▶ **WHAT YOU HAVE TO DO**:
Look for "Put a dot on each instance of the black" in the records below, then copy that line and every line after it, exactly and with nothing added.

▶ **Point-per-instance localization data**:
◆ ◆ ◆ ◆

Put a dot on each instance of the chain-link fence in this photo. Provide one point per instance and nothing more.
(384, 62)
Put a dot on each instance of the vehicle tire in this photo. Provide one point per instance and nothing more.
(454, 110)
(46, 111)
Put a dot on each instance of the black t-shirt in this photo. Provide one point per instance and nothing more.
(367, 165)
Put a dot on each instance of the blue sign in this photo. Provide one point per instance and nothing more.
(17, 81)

◆ ◆ ◆ ◆

▶ **SOLUTION TO THE PROBLEM**:
Put a dot on each instance of the black t-shirt in this photo. Provide one point per instance and nothing more.
(367, 165)
Put a dot on each instance of the blue sign in this photo. Provide one point per instance and nothing more.
(17, 81)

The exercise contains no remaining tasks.